## Exercise task
List each line in the material below that contains the string "wooden". Case counts.

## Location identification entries
──────────────────────────────
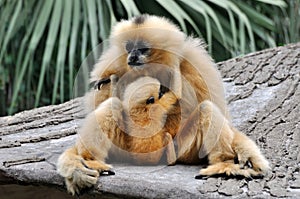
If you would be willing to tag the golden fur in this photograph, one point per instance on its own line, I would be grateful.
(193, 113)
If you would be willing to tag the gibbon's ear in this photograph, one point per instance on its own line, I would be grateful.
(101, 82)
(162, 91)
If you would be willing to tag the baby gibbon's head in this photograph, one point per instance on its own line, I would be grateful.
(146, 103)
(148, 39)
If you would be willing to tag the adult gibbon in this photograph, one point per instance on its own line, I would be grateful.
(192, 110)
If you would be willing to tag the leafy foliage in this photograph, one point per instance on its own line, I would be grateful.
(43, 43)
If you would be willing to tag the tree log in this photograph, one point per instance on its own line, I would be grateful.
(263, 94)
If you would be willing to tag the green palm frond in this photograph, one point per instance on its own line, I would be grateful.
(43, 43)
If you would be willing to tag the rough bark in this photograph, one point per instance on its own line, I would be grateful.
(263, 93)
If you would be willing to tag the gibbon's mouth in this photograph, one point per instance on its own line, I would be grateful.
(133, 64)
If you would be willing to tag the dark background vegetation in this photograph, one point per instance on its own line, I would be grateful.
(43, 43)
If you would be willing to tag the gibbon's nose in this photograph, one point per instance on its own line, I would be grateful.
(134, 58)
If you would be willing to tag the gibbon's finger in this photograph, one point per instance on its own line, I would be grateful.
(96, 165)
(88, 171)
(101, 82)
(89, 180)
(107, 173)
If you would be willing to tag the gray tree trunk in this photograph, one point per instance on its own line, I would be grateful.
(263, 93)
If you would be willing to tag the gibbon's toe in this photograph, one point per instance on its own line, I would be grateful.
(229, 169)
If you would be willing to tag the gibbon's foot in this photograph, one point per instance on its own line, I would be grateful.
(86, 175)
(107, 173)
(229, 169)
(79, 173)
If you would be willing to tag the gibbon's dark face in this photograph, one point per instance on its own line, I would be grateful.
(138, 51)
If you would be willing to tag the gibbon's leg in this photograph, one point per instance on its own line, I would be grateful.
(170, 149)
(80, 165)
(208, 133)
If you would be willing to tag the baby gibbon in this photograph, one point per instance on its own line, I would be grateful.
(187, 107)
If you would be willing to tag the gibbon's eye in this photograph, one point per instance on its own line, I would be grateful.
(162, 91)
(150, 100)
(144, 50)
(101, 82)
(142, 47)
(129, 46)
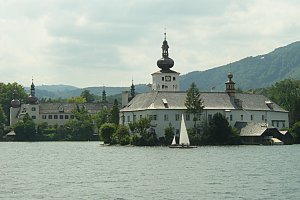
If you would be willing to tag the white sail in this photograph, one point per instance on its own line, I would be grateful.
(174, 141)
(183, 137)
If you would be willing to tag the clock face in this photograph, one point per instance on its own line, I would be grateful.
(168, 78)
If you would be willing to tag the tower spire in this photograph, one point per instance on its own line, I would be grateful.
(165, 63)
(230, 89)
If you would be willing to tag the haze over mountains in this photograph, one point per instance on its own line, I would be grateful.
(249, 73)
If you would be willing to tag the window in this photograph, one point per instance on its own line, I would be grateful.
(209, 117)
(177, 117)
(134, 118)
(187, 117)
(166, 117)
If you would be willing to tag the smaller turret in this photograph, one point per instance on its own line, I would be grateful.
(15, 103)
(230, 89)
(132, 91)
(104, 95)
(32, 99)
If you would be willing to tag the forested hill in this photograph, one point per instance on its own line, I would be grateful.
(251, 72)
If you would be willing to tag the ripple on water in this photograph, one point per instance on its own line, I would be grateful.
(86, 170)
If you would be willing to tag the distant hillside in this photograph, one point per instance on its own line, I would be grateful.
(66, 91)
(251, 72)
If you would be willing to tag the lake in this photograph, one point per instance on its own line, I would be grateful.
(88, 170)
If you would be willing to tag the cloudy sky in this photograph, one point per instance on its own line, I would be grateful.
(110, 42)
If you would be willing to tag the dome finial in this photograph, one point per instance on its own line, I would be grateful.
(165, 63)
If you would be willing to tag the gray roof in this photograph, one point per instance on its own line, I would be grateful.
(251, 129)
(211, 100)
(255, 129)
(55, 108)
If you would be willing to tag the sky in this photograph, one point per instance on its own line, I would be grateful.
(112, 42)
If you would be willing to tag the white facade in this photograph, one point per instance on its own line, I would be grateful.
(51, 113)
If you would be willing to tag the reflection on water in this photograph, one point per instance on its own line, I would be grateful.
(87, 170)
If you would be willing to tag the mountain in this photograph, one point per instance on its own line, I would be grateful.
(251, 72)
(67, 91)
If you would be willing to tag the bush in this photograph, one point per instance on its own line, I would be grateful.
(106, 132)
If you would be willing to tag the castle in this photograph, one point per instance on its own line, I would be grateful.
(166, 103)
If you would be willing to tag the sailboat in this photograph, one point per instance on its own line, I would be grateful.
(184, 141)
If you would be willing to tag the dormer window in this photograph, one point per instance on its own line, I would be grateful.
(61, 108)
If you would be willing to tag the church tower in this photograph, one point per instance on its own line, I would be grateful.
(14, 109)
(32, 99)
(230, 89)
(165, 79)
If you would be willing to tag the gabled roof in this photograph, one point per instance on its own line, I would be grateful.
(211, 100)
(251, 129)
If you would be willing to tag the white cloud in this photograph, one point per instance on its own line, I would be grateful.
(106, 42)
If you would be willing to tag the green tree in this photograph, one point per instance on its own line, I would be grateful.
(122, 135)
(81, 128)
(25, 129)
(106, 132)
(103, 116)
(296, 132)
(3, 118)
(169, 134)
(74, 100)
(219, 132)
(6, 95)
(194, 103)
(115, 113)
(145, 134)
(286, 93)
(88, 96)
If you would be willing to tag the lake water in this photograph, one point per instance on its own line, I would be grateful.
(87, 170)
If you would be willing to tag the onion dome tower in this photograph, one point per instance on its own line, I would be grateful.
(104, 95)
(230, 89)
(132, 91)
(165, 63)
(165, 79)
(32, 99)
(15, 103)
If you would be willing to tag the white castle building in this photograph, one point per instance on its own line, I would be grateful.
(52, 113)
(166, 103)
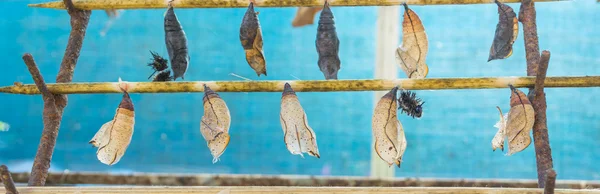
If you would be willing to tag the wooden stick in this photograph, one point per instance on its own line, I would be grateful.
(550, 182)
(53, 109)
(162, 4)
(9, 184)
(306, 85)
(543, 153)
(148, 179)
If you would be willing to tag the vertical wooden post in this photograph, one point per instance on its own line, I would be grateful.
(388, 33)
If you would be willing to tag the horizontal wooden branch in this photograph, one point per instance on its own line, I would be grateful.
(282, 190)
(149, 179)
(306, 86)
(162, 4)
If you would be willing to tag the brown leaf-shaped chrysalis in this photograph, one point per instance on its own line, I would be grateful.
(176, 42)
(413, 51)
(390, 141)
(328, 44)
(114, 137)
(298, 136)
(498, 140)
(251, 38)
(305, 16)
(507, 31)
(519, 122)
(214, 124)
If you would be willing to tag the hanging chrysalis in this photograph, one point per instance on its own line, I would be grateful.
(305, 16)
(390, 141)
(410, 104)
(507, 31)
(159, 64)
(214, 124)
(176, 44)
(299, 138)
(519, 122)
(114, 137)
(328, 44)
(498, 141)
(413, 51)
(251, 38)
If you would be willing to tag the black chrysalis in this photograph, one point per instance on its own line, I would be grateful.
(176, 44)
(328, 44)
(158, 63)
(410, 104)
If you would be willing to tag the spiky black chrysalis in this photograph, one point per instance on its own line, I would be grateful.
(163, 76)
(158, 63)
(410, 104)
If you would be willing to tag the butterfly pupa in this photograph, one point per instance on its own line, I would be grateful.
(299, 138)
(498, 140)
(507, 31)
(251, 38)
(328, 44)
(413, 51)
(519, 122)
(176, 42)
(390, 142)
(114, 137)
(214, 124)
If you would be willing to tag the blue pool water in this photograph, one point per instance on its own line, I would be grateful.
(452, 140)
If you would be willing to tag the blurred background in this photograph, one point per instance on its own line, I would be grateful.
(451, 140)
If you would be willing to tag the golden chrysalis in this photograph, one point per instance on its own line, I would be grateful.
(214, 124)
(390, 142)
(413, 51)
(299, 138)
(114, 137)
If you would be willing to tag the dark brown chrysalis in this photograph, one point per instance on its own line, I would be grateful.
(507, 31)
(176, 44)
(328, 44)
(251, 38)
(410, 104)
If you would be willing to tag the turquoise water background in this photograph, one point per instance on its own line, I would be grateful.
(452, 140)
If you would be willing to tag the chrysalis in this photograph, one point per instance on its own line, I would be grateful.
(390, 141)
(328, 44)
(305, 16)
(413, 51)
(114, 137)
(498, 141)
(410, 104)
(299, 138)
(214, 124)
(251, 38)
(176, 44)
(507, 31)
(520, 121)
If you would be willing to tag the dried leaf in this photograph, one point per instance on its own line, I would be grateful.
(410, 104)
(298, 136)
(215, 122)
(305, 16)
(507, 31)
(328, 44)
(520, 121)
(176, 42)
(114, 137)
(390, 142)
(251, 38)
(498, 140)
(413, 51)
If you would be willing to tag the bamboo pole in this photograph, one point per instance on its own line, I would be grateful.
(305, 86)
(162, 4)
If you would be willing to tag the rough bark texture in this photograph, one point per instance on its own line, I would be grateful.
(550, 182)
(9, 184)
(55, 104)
──────────────────────────────
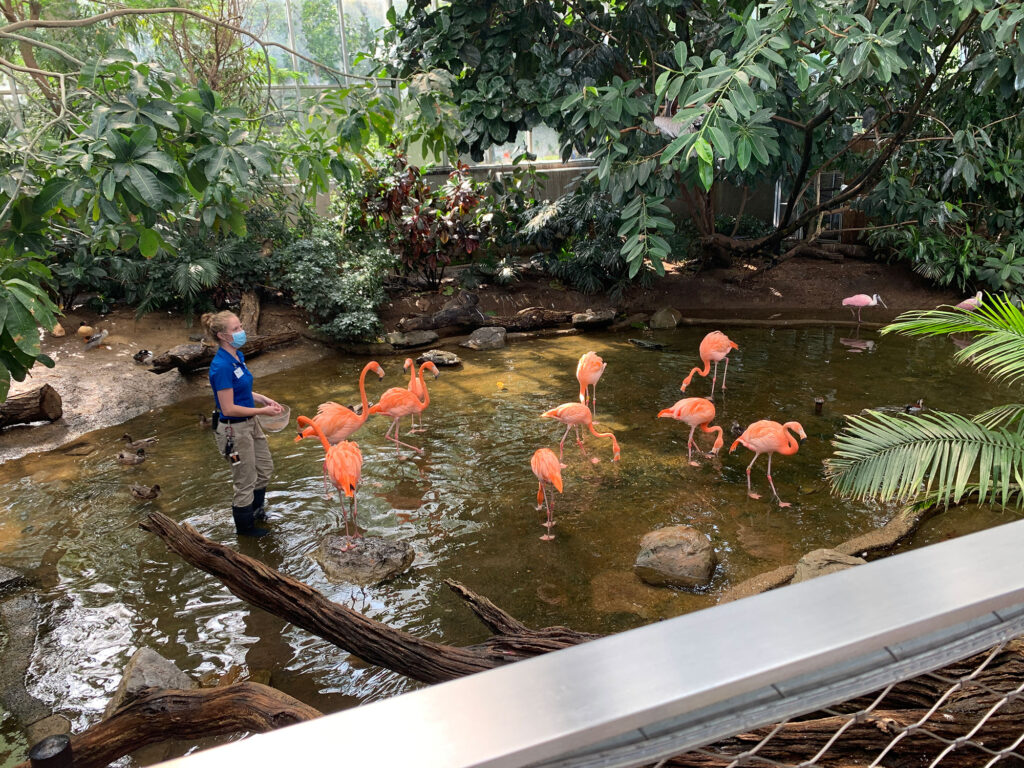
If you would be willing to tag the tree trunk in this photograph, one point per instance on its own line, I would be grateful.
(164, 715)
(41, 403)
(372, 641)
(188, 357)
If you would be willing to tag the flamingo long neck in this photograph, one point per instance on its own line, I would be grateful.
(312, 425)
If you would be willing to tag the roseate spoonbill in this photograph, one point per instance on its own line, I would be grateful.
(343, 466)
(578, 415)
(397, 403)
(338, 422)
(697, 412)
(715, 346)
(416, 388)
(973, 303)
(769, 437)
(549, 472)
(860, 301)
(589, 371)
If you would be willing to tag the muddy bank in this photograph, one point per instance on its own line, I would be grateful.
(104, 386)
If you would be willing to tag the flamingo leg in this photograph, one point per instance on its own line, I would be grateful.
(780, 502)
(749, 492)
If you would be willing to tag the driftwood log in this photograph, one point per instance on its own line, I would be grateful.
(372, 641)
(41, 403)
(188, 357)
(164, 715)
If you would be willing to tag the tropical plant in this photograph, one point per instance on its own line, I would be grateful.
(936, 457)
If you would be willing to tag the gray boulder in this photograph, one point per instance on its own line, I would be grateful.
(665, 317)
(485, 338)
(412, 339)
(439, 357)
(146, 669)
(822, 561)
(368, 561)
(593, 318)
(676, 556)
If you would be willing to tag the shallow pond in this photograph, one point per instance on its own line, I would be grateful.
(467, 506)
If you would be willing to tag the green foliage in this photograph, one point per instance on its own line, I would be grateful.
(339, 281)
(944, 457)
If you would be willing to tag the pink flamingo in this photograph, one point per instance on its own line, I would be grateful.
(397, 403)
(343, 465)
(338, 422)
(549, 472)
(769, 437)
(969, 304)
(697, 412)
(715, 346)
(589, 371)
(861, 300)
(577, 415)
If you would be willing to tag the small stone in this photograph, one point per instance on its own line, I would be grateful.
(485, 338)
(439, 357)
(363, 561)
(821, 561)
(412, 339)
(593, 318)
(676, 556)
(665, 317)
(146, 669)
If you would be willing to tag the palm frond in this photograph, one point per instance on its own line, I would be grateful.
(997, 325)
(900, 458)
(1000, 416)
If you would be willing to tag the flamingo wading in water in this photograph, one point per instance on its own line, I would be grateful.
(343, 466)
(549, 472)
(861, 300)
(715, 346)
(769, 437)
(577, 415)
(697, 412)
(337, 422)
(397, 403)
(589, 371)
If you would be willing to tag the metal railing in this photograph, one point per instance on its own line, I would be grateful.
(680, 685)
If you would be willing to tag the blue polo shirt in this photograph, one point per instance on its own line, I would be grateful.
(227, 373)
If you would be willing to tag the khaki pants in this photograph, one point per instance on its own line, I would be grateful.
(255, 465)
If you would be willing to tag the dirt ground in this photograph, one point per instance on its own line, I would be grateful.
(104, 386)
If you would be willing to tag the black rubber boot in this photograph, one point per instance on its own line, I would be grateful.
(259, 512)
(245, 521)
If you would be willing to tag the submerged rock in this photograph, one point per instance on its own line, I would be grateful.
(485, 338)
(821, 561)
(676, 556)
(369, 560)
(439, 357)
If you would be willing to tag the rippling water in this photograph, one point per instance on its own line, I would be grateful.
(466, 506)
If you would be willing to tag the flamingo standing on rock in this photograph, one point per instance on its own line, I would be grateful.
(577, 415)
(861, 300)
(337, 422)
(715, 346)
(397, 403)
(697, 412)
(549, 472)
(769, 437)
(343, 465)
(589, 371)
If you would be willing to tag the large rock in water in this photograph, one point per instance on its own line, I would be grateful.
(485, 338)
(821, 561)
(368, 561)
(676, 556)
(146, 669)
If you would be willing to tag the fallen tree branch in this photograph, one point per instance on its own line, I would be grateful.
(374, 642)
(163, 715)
──────────────────────────────
## Task result
If you would be willing to tag the wooden stick in this photograph, one point per instance on its own line, I would be grateful.
If you would be willing to tag the vertical wooden post in this photograph, one point per instance on its own line, I would be grateful.
If you would be willing to tag the horizontal wooden branch in this photograph, one point per instance on its own line, I would be grateful.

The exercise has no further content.